- Page:
In the later development of Northern Buddhism, all the evils of this world, represented in various devil personalities, are conceived as incarnations of Buddha himself, who, by showing the evil consequences of sin, endeavors to convert mankind to holiness and virtue.

We find in the Buddhist temples of China and Japan so-called Mandaras, which represent the world-conception of Buddhism in its cosmic entirety. The word Mandara means "a complete ensemble," and it exhibits a systematically arranged group of Buddhaincarnations. The statue of the highest Buddha who dwells in Nirvâna always stands in the centre. It is "Bôdhi," enlightenment, or "Sambôdhi," perfect enlightenment, that is to say, the Truth which is the same for ever and aye. He is personified under the name Amitâbha, which means boundless light, being that something the recognition of which constitutes Buddhahood. He is like God, the Father of the Christians, omnipresent and eternal, the light and life of the world, and the ultimate authority of moral conduct.

The catalogue of the Musée Guimet of Paris, the best religious museum in the world, describes a Mandara, which is the highest Buddha in the centre of the group, surrounded by a number of his incarnations of various degrees and dignities. These are the prophets and sages of the world, who have taught mankind or set them good examples by their virtuous lives. On the right we see a group of personified abstracts,-piety, charity, science, religion, the aspiration for progress. On the left is a third class, consisting of the ugly figures of demons, whose appearance is destined to frighten people away from sensuality, egotism, and evil desires.

(Stored data)

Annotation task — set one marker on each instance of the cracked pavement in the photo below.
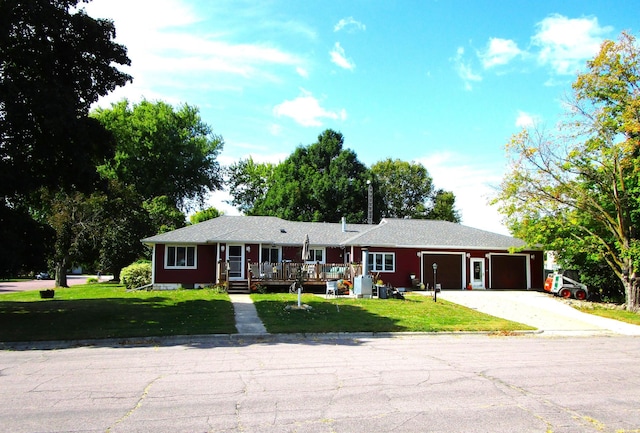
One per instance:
(439, 383)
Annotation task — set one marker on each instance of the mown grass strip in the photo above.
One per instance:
(108, 311)
(414, 314)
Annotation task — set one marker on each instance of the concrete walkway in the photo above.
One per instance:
(247, 320)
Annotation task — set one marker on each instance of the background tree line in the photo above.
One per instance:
(82, 187)
(576, 190)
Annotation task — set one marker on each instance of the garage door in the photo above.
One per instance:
(508, 272)
(449, 273)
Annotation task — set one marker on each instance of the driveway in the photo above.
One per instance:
(23, 286)
(542, 310)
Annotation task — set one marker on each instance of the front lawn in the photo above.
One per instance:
(414, 314)
(108, 311)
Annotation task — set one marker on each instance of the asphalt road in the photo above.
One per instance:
(20, 286)
(466, 383)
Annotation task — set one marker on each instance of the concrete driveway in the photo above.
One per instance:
(544, 311)
(22, 286)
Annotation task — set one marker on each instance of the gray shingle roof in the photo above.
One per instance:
(390, 232)
(433, 234)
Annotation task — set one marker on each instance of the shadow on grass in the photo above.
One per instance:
(80, 319)
(322, 317)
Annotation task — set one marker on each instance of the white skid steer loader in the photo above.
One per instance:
(565, 284)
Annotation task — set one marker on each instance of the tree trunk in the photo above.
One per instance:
(61, 273)
(632, 289)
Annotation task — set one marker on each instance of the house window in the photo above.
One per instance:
(181, 257)
(382, 262)
(316, 255)
(270, 255)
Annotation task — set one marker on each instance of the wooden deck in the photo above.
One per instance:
(288, 273)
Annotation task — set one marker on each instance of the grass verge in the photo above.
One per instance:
(414, 314)
(108, 311)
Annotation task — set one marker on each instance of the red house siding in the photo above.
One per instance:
(205, 272)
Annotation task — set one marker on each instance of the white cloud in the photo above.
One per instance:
(499, 52)
(464, 69)
(349, 24)
(525, 120)
(566, 43)
(306, 110)
(169, 55)
(302, 72)
(338, 57)
(472, 183)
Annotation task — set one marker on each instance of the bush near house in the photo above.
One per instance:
(136, 275)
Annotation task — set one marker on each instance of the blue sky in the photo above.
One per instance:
(442, 83)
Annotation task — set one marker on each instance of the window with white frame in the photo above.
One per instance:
(180, 257)
(270, 254)
(382, 262)
(316, 255)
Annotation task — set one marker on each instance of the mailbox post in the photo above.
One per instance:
(435, 291)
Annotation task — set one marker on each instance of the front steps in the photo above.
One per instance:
(238, 287)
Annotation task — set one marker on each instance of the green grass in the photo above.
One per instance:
(108, 311)
(611, 313)
(415, 314)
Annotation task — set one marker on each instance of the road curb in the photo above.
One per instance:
(213, 339)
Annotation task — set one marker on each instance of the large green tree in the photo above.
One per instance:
(405, 190)
(162, 150)
(579, 190)
(319, 182)
(55, 61)
(248, 182)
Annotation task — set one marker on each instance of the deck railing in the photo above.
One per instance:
(288, 272)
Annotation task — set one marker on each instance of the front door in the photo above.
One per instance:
(236, 262)
(477, 273)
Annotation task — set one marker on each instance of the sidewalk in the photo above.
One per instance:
(247, 320)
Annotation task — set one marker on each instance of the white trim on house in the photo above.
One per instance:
(153, 265)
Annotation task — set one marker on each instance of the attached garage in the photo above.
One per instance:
(450, 269)
(508, 271)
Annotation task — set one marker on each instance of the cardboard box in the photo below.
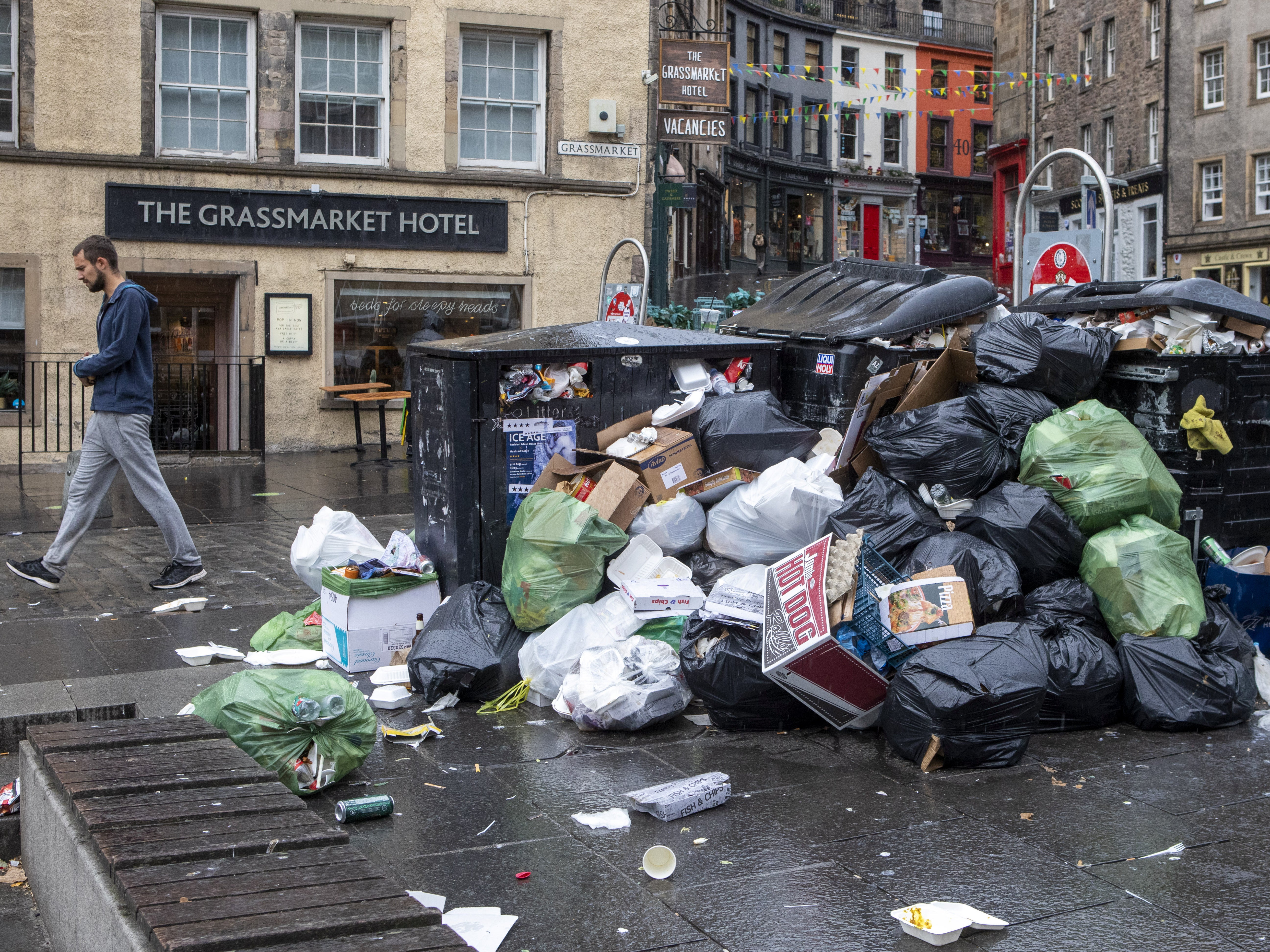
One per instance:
(1155, 343)
(666, 466)
(717, 485)
(1254, 330)
(618, 495)
(663, 596)
(363, 634)
(801, 653)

- Problem 1: According to the text on Mandaras, what does the word Mandara mean?
- Problem 2: Rewrite the paragraph of the text on Mandaras that begins "The catalogue of the Musée Guimet" as a short list, keeping its main facts.
These lines are separate material, apart from the text on Mandaras.

- Written reply 1: It means "a complete ensemble."

- Written reply 2:
- Source: the catalogue of the Musée Guimet of Paris, called the best religious museum in the world, describes a Mandara.
- Centre: the highest Buddha, surrounded by his incarnations of various degrees and dignities, namely the prophets and sages who taught mankind or set good examples through virtuous lives.
- Right: personified abstracts, namely piety, charity, science, religion, and the aspiration for progress.
- Left: ugly demon figures meant to frighten people away from sensuality, egotism, and evil desires.